— begin —
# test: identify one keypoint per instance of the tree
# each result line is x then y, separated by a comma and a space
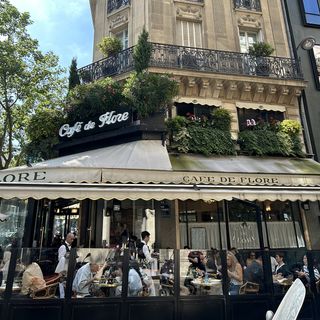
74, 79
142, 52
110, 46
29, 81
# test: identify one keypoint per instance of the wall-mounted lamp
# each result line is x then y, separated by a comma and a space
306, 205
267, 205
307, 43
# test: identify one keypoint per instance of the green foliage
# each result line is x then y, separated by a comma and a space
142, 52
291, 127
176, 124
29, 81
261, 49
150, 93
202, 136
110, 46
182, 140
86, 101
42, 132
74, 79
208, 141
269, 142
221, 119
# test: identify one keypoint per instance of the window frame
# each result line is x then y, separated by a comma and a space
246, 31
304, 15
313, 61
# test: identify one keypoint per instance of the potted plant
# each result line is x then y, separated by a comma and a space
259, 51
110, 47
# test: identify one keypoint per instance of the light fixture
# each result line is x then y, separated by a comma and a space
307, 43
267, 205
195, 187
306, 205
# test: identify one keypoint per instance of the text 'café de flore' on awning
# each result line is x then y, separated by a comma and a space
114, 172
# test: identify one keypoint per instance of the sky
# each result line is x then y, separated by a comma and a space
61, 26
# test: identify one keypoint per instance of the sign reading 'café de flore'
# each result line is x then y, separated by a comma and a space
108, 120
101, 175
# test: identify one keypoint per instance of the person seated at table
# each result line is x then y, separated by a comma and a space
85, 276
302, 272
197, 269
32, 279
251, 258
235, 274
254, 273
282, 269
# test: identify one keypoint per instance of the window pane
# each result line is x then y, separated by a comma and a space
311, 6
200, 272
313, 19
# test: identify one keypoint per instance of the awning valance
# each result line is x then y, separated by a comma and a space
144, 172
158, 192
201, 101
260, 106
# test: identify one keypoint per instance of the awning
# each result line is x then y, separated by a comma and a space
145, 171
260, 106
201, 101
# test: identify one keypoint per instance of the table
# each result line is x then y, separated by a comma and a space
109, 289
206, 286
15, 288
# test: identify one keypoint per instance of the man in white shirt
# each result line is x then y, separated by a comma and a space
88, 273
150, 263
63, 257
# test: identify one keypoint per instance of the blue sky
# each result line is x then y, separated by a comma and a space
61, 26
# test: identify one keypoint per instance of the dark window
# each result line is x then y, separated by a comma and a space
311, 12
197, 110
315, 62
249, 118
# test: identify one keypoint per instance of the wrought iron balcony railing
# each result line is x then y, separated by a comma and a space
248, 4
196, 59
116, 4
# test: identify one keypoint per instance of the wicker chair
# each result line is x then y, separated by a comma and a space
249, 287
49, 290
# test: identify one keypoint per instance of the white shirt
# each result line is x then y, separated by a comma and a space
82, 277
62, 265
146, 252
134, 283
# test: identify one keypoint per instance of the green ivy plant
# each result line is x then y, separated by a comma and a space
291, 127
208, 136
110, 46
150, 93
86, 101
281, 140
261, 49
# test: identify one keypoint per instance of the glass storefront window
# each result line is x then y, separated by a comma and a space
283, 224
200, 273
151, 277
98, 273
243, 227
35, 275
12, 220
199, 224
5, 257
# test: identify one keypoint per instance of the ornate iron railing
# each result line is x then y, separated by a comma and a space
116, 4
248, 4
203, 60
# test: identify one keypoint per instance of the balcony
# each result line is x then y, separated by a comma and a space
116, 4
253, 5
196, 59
— end —
— begin —
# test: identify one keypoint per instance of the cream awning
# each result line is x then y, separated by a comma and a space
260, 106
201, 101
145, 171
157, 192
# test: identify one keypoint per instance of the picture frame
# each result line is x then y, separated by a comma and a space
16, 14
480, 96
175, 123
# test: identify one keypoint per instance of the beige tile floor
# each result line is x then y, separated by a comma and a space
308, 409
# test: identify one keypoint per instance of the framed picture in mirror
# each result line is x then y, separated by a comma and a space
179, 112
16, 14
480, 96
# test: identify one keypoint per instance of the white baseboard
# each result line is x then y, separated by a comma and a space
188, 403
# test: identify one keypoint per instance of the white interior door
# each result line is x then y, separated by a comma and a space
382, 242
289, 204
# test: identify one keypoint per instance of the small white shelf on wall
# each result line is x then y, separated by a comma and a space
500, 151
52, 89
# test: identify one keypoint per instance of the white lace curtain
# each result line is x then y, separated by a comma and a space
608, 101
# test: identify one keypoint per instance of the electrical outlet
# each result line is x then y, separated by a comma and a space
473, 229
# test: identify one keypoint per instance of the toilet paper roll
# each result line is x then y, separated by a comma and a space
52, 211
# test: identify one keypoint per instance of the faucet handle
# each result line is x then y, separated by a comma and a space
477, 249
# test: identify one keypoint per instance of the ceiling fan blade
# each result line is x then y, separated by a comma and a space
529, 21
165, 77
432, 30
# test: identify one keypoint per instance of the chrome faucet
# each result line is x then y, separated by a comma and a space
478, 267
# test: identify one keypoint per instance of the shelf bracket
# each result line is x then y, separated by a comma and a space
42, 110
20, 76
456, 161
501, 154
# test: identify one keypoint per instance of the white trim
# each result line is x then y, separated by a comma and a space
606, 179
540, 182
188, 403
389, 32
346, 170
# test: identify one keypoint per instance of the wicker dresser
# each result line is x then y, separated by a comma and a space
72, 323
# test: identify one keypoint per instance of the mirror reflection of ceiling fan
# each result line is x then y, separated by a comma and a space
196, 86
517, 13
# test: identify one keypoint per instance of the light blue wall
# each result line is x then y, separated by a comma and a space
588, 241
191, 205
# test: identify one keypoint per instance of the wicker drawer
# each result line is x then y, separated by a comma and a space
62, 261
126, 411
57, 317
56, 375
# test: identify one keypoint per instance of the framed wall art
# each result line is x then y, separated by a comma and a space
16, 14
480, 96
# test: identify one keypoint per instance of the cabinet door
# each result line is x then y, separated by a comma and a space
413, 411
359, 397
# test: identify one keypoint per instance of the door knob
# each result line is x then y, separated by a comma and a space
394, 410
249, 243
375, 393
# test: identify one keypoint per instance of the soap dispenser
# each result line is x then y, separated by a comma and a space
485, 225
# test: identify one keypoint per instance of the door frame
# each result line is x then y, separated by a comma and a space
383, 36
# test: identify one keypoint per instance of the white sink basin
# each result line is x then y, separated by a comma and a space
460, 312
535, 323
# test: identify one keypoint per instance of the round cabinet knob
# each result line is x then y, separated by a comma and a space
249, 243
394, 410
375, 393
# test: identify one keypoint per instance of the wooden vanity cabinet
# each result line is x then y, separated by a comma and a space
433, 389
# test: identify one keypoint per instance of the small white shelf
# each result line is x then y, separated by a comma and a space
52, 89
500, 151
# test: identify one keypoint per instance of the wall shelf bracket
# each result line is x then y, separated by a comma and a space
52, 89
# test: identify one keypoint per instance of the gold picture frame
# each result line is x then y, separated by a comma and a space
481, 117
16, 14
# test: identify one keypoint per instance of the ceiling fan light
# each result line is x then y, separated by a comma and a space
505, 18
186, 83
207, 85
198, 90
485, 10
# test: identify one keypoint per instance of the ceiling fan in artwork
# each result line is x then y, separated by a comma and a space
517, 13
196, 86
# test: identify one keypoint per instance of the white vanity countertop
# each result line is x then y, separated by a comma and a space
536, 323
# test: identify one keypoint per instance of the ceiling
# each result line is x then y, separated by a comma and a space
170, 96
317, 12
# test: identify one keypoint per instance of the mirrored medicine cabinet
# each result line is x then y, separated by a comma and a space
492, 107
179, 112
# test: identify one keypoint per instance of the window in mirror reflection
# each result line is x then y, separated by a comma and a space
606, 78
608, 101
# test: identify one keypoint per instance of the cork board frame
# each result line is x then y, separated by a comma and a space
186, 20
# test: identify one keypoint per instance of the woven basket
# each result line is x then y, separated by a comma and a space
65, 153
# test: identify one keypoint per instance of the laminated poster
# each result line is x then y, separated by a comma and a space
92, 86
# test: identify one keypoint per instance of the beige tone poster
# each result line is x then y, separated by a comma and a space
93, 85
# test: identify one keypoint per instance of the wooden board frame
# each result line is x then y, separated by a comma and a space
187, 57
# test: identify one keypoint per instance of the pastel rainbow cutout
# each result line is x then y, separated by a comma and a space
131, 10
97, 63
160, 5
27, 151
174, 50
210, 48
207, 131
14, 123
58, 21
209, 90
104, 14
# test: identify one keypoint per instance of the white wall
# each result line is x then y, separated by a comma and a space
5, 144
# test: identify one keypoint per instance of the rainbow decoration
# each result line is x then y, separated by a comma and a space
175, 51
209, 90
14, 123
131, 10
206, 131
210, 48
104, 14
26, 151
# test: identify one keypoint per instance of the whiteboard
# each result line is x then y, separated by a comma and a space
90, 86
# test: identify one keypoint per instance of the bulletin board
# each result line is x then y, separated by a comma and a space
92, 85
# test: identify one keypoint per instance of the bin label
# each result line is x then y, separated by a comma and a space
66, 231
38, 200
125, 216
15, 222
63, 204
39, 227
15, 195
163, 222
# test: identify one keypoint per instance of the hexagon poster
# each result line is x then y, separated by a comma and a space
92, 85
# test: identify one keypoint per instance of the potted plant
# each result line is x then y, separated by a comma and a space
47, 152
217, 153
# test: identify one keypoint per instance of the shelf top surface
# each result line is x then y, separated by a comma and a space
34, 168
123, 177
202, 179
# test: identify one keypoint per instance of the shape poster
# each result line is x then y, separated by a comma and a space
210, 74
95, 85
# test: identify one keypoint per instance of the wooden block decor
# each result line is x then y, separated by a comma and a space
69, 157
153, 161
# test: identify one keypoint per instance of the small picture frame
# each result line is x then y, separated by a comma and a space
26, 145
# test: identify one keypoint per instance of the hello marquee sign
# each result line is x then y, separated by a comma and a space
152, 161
— end —
- [Directive]: How many lines of the records above contain the string "blue"? Reply with the number alone.

- [Result of the task]: 2